## Passage provided
>> Start

The principles are fully set out in Commonwealth Bank of Australia v Salvato (No.4) [2013] NSWSC 321.

Below is a summary of those principles.

The first principle is that the charge of contempt must be proved beyond reasonable doubt: Witham v Holloway [1995] HCA 3; (1995) 183 CLR 525 at 529 per Brennan, Deane, Toohey and Gaudron JJ.  

Secondly, a contempt of court can be constituted by the breach of an order of the Court: Trade Practices Commission v C. G. Smith Pty Ltd (1978) 30 FLR 368 at 375; Spindler v Balog (1959) 76 WN (NSW) 391; Circuit Finance Australia v Sobbi [2010] NSWSC 789 at [10].

Thirdly, a person cannot be found guilty of a contempt of court for breach of an order, where the terms of the order are ambiguous: Australian Consolidated Press Ltd v Morgan [1965] HCA 21; (1965) 112 CLR 483 at 515-6 per Owen J. The ambiguity must be such that it cannot be said what it was that required compliance: Pang v Bydand Holdings Pty Ltd [2011] NSWCA 69 at [56]-[57] per Beazley JA.

Fourthly, where the contempt of court consists of a failure to comply with an order of the Court, it must be demonstrated that the contempt was wilful, and not merely casual, accidental or unintentional: Australasian Meat Industry Employees Union v Mudginberri Station Pty Ltd [1986] HCA 46; (1986) 161 CLR 98. However, it is not necessary for an applicant to prove that the contemnor intended to breach an order of the Court: see Anderson v Hassett [2007] NSWSC 1310; Mudginberri at 111; Matthews v Australian Securities Investment Commission [2009] NSWCA 155 at [16] per Tobias JA.

>> End

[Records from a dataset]
>> Start

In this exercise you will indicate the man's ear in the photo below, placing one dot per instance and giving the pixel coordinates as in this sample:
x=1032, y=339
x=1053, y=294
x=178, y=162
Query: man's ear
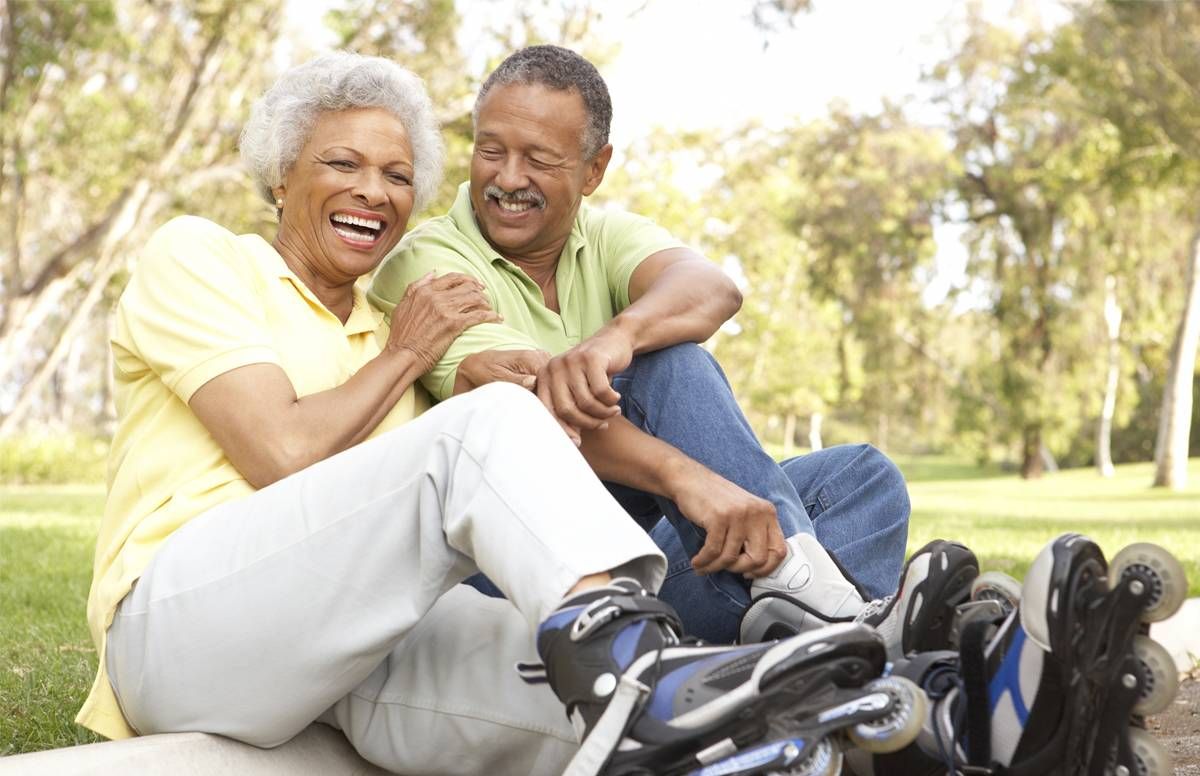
x=597, y=167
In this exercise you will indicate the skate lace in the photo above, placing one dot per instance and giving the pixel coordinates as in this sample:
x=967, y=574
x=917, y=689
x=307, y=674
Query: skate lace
x=873, y=608
x=940, y=683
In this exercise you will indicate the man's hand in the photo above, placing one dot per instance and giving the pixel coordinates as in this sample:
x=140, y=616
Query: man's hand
x=743, y=529
x=499, y=366
x=576, y=385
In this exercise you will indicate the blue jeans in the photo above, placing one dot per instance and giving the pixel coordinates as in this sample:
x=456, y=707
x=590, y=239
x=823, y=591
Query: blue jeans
x=851, y=497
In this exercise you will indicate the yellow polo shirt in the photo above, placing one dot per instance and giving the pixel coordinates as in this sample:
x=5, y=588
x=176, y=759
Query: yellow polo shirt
x=201, y=302
x=601, y=252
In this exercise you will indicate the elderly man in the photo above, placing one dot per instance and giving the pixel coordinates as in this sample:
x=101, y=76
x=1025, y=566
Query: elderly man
x=600, y=313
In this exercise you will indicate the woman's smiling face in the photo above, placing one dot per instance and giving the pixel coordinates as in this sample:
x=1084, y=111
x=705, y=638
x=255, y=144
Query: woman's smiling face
x=348, y=197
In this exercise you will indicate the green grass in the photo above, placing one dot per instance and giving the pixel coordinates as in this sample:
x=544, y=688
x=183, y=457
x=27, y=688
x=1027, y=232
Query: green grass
x=47, y=660
x=1006, y=521
x=47, y=534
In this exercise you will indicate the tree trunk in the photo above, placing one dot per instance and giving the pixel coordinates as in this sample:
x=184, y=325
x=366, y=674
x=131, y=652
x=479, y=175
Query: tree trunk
x=107, y=264
x=1032, y=464
x=1175, y=417
x=789, y=434
x=815, y=432
x=1104, y=427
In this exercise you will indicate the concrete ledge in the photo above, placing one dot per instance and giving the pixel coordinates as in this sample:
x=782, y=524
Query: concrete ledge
x=317, y=750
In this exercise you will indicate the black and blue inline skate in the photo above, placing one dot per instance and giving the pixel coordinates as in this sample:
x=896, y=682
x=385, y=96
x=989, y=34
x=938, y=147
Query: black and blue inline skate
x=647, y=703
x=1061, y=684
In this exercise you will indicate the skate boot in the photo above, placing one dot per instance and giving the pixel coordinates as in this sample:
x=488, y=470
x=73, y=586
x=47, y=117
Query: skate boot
x=804, y=593
x=1062, y=685
x=647, y=703
x=994, y=596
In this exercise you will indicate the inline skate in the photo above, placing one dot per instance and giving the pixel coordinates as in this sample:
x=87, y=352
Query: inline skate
x=1062, y=683
x=648, y=703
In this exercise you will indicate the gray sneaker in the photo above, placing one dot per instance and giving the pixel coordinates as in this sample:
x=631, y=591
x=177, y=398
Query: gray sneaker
x=919, y=617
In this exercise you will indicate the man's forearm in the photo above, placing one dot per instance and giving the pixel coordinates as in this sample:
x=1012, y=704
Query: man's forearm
x=685, y=301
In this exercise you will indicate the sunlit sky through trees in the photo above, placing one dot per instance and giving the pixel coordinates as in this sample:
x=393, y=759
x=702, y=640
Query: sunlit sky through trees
x=685, y=65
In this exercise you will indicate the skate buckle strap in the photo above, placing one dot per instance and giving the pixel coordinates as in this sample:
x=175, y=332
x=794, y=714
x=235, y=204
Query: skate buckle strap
x=532, y=673
x=599, y=613
x=610, y=728
x=606, y=609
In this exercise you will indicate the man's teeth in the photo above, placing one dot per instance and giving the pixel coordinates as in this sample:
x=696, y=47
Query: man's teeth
x=354, y=221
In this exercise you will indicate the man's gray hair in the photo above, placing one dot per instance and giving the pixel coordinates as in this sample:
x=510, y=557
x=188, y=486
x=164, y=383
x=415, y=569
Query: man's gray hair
x=282, y=120
x=563, y=70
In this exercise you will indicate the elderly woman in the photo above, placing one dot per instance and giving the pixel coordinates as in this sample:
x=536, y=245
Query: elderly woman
x=283, y=537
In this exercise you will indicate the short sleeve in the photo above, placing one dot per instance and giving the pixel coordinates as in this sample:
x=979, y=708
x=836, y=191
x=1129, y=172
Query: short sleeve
x=414, y=259
x=193, y=308
x=625, y=240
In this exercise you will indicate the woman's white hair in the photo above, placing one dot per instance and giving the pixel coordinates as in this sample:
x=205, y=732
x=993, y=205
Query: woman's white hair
x=282, y=119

>> End

## Goals
1: In the passage on contempt of court, what standard of proof must a charge of contempt meet?
2: Summarize the passage on contempt of court in two sentences.
3: Resume the passage on contempt of court from where it stops.
None of this data is needed.

## Answers to the problems
1: It must be proved beyond reasonable doubt.

2: The passage summarizes principles set out in Commonwealth Bank of Australia v Salvato (No.4): a charge of contempt must be proved beyond reasonable doubt, and breaching a court order can constitute contempt. No one can be found guilty for breaching an ambiguous order, and a failure to comply must be wilful rather than casual, accidental or unintentional, although the applicant need not prove that the contemnor intended to breach the order.

3:
 As Brereton J said in Anderson at [6]:

 “The statement in Mudginberri (at 113) that a deliberate commission or omission which is in breach of an injunctive order or an undertaking will constitute such wilful disobedience unless it be casual, accidental or unintentional, does not require proof of a specific intent, but permits an alleged contemnor to show by way of exculpation that the default was ‘casual, accidental or unintentional’ … “

Finally, it is not necessary for an applicant to prove that the contemnor was aware that his or her conduct constituted a breach of the Court’s order: Microsoft Corporation v Marks (No.1) (1996) 69 FCR 117 at 143 per Lindgren J; Metcash Trading Ltd v Bunn (No.5) [2009] FCA 16 at [9] per Finn J.